WORK INSTRUCTIONS:
Extract every line of the records below and reproduce each one word for word, keeping the original order.

EXTRACTED ENTRIES:
▽
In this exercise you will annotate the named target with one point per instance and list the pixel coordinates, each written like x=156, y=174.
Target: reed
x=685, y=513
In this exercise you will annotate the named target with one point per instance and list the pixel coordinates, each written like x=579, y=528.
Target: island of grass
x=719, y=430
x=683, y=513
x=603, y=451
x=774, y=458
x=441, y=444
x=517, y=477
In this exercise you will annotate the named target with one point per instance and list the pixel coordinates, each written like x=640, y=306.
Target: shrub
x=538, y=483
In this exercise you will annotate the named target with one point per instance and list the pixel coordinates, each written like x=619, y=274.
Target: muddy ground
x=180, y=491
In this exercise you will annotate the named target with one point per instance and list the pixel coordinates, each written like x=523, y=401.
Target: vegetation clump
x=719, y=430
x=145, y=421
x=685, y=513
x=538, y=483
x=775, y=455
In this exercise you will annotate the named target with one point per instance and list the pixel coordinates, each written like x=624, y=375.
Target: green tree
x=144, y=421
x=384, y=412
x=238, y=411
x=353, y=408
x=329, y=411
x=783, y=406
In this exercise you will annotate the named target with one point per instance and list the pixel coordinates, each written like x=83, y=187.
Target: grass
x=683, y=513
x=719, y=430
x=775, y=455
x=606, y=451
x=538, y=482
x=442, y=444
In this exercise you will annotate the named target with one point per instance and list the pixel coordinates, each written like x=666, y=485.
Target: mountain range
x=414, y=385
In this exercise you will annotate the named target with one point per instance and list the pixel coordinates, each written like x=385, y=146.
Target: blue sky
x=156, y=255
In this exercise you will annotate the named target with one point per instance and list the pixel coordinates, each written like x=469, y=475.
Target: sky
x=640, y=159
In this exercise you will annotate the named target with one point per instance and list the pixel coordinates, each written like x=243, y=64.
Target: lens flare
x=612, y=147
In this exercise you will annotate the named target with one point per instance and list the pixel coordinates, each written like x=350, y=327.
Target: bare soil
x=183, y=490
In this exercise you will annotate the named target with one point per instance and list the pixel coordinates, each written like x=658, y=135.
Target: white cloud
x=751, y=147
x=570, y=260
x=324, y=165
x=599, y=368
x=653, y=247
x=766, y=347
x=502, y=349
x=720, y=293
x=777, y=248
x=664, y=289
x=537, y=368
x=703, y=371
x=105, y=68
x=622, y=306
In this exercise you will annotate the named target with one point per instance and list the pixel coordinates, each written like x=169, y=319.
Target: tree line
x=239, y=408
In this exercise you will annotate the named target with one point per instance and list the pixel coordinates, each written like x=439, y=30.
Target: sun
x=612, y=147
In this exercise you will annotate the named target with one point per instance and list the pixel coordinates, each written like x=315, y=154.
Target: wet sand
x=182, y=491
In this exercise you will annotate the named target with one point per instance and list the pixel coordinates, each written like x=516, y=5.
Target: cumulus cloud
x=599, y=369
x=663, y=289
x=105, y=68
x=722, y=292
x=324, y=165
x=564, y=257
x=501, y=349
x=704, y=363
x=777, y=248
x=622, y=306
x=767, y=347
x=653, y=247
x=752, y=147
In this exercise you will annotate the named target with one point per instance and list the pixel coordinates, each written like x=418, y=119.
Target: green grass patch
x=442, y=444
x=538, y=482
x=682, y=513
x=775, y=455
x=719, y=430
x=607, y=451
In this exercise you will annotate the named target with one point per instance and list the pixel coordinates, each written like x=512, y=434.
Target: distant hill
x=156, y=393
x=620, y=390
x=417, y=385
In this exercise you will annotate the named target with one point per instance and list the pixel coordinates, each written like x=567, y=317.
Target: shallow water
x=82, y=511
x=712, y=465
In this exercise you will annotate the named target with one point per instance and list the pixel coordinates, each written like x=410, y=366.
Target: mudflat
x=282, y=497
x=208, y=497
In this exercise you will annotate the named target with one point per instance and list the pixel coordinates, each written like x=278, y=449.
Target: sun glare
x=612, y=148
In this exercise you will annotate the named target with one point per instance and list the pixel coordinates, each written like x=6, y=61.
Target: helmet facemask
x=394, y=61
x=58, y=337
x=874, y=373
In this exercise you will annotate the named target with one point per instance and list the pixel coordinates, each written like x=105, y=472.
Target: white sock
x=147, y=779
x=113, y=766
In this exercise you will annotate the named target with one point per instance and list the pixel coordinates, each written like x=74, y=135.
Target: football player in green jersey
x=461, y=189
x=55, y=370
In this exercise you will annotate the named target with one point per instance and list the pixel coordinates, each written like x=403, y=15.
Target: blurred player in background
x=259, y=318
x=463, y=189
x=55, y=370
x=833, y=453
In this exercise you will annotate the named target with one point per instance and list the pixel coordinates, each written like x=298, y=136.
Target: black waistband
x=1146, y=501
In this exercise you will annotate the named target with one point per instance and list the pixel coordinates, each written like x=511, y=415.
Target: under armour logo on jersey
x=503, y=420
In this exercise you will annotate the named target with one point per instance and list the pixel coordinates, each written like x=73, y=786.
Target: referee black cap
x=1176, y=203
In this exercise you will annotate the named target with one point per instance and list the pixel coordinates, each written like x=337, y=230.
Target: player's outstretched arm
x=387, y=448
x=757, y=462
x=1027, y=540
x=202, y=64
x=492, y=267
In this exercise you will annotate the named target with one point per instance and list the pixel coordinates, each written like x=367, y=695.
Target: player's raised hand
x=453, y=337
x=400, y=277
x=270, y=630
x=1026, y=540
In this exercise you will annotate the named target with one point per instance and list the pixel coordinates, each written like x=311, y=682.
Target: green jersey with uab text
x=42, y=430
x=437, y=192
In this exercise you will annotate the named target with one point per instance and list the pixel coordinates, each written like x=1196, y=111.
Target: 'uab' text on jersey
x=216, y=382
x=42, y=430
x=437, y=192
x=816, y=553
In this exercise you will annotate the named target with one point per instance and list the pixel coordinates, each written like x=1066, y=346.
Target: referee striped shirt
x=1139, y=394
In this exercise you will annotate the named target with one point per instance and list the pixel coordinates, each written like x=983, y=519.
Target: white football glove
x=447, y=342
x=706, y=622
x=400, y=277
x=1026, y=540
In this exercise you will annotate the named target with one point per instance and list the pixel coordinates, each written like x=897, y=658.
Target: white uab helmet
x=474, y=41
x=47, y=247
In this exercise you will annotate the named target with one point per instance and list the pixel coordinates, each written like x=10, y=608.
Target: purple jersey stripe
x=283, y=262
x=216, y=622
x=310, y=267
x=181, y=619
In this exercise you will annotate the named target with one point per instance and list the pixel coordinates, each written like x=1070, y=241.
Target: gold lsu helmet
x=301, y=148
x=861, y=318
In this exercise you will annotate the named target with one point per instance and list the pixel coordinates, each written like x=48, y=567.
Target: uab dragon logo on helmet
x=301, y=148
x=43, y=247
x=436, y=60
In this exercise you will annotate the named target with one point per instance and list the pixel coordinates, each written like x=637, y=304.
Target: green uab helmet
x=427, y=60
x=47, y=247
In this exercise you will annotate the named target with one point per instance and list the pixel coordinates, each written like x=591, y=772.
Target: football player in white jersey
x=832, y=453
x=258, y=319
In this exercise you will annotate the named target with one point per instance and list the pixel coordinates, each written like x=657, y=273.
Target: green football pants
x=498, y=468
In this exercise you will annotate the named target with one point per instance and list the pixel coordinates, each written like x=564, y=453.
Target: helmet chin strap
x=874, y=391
△
FINAL RESULT:
In this exercise you will annotate the named target with one point per instance and list the pixel coordinates, each written like x=156, y=174.
Target: reed
x=685, y=513
In this exercise you will annotate the named target with one point per instance and list the pixel coordinates, each written like x=579, y=528.
Target: island of grass
x=719, y=430
x=683, y=513
x=603, y=451
x=774, y=458
x=441, y=444
x=517, y=477
In this exercise you will annotate the named target with one point per instance and list the pixel coordinates, each written like x=640, y=306.
Target: shrub
x=538, y=483
In this exercise you will annotate the named target with one point per instance and list the pixel coordinates, each written like x=619, y=274.
Target: muddy ground
x=180, y=491
In this exercise you will annotate the named target with one point per instance and list the pixel coordinates, each written like x=523, y=401.
Target: vegetation clump
x=719, y=430
x=145, y=421
x=685, y=513
x=538, y=483
x=775, y=455
In this exercise you will annotate the named target with one point per instance and list the pixel coordinates, each written like x=624, y=375.
Target: green tree
x=144, y=421
x=384, y=412
x=238, y=411
x=353, y=408
x=329, y=411
x=783, y=406
In this exercise you will annotate the named target with one point per instance and list the pixel coordinates, each written like x=83, y=187.
Target: grass
x=683, y=513
x=719, y=430
x=775, y=455
x=606, y=451
x=538, y=482
x=442, y=444
In this exercise you will annotate the named target with one point per instance and list the pixel coordinates, each written like x=666, y=485.
Target: mountain range
x=414, y=385
In this exercise you will annotate the named target with one point per instance and list the pixel coordinates, each written like x=385, y=146.
Target: blue sky
x=156, y=255
In this exercise you will annotate the named target with one point per instance and list the pixel coordinates, each written like x=469, y=475.
Target: sky
x=640, y=159
In this exercise you will annotate the named target with one point per instance and list the pixel coordinates, each written like x=243, y=64.
Target: lens flare
x=612, y=147
In this exercise you will annotate the named target with one point per instance and list the pixel coordinates, each written like x=350, y=327.
Target: bare soil
x=183, y=490
In this exercise you will annotate the named target with one point per instance and list the pixel coordinates, each written like x=658, y=135.
Target: white cloud
x=751, y=147
x=570, y=260
x=324, y=165
x=599, y=368
x=653, y=247
x=766, y=347
x=502, y=349
x=720, y=293
x=777, y=248
x=664, y=289
x=537, y=368
x=703, y=371
x=105, y=68
x=622, y=306
In this exercise you will annotate the named target with one point per instance and list the pixel coordinates, each written like x=169, y=319.
Target: tree line
x=239, y=408
In this exercise you will annotate the named target with one point per instance and list the pixel coordinates, each written like x=439, y=30.
Target: sun
x=612, y=147
In this exercise you will annotate the named target with one point per instance and list the pixel coordinates, each written like x=315, y=154.
Target: wet sand
x=182, y=491
In this exercise you will annotate the named target with one point per instance and list the pixel coordinates, each written like x=516, y=5.
Target: cumulus cloud
x=599, y=369
x=663, y=289
x=105, y=68
x=722, y=292
x=324, y=165
x=564, y=257
x=501, y=349
x=704, y=363
x=777, y=248
x=622, y=306
x=767, y=347
x=653, y=247
x=752, y=147
In this exercise you will annotate the named target with one point per instance and list the pixel coordinates, each written like x=418, y=119.
Target: green grass patch
x=442, y=444
x=538, y=482
x=682, y=513
x=775, y=455
x=719, y=430
x=607, y=451
In this exercise you will annotate the named target with one point per instance and list the pixel coordinates, each written like x=512, y=434.
Target: distant hill
x=156, y=393
x=620, y=390
x=417, y=385
In this exercise you will annotate the named target with one point per instance and list the pixel coordinates, each written like x=567, y=317.
Target: shallow water
x=82, y=511
x=712, y=465
In this exercise you will annotate the named target with one point per instance and list the pixel coordinates, each written like x=410, y=366.
Target: mudflat
x=282, y=497
x=208, y=497
In this exercise you will annotate the named target with one point per instance and list the pixel coordinates, each written like x=278, y=449.
Target: sun glare
x=612, y=148
In this exercise you will annotate the named target with one point per instance and list the pixel coordinates, each written like x=6, y=61.
Target: helmet facemask
x=394, y=61
x=58, y=337
x=874, y=373
In this exercise you will annotate the named target with one point per instance and list the pixel coordinates, each written like x=105, y=472.
Target: white sock
x=147, y=779
x=113, y=766
In this exercise you will annotate the named target with one point per instance and list the pixel coordinates, each written like x=74, y=135.
Target: football player in green jersey
x=461, y=189
x=55, y=370
In this exercise you will annotate the named target with one point per instance and list the pixel coordinates, each written like x=403, y=15.
Target: blurred player in background
x=259, y=318
x=463, y=189
x=55, y=370
x=833, y=453
In this exercise you will annotate the named target with one point per instance and list the pixel coordinates, each written like x=298, y=136.
Target: black waistband
x=1146, y=501
In this exercise you will annotate the named target with one point per instance and list the pixel coordinates, each written like x=511, y=415.
Target: under armour logo on jersey
x=503, y=420
In this exercise you will annotate the named target with one point per instance and list the pixel coordinates, each written like x=73, y=786.
Target: referee black cap
x=1176, y=203
In this exercise you will annotate the named target with one point per instance and list the pixel coordinates, each written like x=337, y=230.
Target: player's outstretched arm
x=387, y=448
x=757, y=462
x=1027, y=540
x=202, y=64
x=492, y=267
In this exercise you will annotate the named target with one point per instance and list the pixel coordinates, each written like x=367, y=695.
Target: player's raised hand
x=453, y=337
x=400, y=277
x=270, y=630
x=1026, y=540
In this exercise you will annotate the named target with one point per instance and list the pixel coordinates, each written like x=311, y=682.
Target: green jersey with uab text
x=42, y=430
x=437, y=192
In this exercise you will annotate the named target with one point per instance and list the pixel coordinates, each written like x=1196, y=111.
Target: 'uab' text on jersey
x=216, y=382
x=42, y=430
x=437, y=192
x=816, y=553
In this exercise you will annotate the named target with one point per instance and list the pixel coordinates, each written like x=1066, y=346.
Target: referee striped shirt
x=1139, y=394
In this exercise you will annotate the named target with one point per instance and list the pixel coordinates, each written like x=983, y=519.
Target: white football glove
x=447, y=342
x=706, y=622
x=400, y=277
x=1026, y=540
In this exercise you will annotate the named target with one point per instance and list the pixel coordinates, each written like x=897, y=658.
Target: white uab helmet
x=474, y=41
x=47, y=247
In this exercise you will annotate the named target with one point per instance and list the pixel coordinates, each written like x=10, y=608.
Target: purple jersey stripe
x=283, y=262
x=216, y=622
x=310, y=267
x=181, y=619
In this exercise you will annotate the named target with one point per instance and list the pixel coordinates, each written like x=1070, y=241.
Target: gold lsu helmet
x=301, y=148
x=861, y=318
In this exercise you will annotate the named target with one point per instance and list the pixel coordinates, each written like x=48, y=567.
Target: uab dragon logo on helmet
x=301, y=148
x=43, y=247
x=436, y=60
In this exercise you will annotate the named target with one point per instance and list the pixel coordinates, each written like x=637, y=304.
Target: green uab helmet
x=427, y=60
x=47, y=247
In this exercise you will annotate the named target with one point per instance and list the pixel coordinates, each written like x=591, y=772.
Target: football player in white jersey
x=832, y=453
x=258, y=319
In this exercise you will annotate the named target with one point per instance and list the pixel coordinates, each written like x=657, y=273.
Target: green football pants
x=498, y=468
In this exercise you will annotate the named target with one point per instance and list the pixel coordinates, each written like x=564, y=453.
Target: helmet chin strap
x=874, y=391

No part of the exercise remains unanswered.